Determine how many lines of the data contain the word "water". Give only the number.

+ + + +

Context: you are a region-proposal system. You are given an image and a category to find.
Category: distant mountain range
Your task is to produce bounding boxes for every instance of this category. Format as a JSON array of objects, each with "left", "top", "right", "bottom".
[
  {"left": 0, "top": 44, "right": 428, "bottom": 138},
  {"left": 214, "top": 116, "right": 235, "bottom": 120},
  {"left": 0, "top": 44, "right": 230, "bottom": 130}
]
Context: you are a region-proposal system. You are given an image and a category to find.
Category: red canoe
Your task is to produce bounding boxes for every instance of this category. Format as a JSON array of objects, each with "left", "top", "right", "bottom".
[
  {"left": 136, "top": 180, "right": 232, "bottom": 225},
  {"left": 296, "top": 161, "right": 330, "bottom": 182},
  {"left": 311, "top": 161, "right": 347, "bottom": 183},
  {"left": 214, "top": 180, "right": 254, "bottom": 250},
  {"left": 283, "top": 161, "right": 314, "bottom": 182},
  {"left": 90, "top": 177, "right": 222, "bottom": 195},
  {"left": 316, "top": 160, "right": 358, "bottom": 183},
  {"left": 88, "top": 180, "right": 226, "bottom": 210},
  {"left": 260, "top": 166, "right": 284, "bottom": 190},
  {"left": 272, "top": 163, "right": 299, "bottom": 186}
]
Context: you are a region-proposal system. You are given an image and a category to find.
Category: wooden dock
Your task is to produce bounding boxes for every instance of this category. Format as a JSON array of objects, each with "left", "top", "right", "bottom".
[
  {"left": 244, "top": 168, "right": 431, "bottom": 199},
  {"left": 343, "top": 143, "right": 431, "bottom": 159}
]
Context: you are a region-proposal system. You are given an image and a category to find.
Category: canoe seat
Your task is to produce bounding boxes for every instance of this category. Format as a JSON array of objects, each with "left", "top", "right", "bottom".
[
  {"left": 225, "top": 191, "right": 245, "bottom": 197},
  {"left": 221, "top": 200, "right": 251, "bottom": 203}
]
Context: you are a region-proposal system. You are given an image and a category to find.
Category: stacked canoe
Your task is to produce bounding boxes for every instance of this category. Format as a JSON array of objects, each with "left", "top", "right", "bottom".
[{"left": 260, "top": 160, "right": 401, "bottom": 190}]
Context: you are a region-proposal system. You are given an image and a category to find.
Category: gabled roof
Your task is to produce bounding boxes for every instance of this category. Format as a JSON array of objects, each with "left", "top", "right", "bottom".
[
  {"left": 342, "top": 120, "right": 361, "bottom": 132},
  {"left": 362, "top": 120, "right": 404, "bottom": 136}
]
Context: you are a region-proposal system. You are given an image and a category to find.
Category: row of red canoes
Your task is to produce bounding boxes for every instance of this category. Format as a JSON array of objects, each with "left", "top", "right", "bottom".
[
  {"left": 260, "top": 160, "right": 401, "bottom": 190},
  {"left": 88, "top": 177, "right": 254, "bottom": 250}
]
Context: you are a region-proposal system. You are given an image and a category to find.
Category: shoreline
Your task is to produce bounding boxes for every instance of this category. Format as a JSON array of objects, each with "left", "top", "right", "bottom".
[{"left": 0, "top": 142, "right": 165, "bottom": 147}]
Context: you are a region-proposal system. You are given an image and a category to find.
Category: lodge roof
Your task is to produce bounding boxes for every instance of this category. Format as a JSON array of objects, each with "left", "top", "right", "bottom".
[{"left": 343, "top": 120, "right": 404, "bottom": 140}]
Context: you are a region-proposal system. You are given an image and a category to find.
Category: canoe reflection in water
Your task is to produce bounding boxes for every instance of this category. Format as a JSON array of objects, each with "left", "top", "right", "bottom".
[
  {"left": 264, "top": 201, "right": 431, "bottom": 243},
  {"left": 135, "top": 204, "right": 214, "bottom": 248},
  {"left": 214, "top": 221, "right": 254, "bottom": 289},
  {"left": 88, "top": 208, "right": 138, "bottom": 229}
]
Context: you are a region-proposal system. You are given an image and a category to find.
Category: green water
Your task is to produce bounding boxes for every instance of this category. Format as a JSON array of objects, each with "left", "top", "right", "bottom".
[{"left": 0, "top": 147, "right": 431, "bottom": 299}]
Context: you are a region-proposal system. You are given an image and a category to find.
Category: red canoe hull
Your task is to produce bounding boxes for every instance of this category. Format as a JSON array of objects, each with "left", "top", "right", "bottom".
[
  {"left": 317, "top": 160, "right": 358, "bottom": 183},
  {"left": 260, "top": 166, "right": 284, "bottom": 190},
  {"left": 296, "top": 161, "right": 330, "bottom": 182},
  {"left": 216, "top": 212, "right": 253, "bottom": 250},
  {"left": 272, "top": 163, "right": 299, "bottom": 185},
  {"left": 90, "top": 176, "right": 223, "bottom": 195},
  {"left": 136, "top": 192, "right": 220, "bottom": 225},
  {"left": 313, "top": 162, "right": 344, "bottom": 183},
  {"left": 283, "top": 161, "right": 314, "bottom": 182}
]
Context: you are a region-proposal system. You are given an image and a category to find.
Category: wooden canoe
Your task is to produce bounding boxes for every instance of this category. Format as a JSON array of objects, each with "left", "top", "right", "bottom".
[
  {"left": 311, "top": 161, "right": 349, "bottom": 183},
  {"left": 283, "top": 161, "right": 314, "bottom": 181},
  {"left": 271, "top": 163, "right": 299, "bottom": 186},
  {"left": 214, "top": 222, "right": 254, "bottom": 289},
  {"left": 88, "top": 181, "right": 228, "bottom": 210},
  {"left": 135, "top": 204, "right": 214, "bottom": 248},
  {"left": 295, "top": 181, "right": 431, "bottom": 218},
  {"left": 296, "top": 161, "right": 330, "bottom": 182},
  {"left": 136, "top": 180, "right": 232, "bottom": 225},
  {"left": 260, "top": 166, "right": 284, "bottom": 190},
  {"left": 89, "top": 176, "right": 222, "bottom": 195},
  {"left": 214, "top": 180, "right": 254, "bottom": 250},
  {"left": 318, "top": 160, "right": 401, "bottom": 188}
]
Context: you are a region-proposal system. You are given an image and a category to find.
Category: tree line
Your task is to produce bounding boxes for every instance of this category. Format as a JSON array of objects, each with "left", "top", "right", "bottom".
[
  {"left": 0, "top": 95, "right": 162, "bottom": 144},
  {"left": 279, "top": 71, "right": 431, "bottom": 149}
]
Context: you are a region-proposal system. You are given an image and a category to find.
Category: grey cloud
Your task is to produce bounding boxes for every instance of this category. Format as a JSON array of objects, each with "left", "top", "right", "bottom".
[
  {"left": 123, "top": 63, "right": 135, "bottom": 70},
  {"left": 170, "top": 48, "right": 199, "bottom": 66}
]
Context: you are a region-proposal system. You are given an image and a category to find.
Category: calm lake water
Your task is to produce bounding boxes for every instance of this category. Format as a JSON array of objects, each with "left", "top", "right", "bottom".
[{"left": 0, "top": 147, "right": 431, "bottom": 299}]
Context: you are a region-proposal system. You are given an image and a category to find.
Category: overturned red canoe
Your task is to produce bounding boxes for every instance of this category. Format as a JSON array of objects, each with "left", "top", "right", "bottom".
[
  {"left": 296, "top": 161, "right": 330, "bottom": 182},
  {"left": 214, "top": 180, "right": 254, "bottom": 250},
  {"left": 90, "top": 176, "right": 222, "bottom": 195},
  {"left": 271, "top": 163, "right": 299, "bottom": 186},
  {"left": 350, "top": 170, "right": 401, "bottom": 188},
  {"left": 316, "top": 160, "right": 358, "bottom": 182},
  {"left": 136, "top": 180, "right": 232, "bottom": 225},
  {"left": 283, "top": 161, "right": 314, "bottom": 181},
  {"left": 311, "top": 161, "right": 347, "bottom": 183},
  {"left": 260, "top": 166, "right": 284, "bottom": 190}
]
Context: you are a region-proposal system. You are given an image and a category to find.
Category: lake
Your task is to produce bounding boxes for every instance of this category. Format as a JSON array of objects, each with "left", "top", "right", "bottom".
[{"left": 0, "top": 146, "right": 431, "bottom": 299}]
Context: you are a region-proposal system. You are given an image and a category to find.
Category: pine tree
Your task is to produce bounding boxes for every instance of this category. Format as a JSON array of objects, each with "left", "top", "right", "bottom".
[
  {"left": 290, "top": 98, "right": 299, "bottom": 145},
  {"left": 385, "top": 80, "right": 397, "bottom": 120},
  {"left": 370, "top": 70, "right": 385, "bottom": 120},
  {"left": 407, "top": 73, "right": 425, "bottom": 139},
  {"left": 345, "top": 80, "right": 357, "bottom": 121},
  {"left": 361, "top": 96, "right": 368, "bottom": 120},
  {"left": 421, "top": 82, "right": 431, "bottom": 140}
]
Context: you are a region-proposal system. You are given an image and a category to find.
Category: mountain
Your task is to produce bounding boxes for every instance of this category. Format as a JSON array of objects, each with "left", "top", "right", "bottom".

+ + + +

**Response for this exercise**
3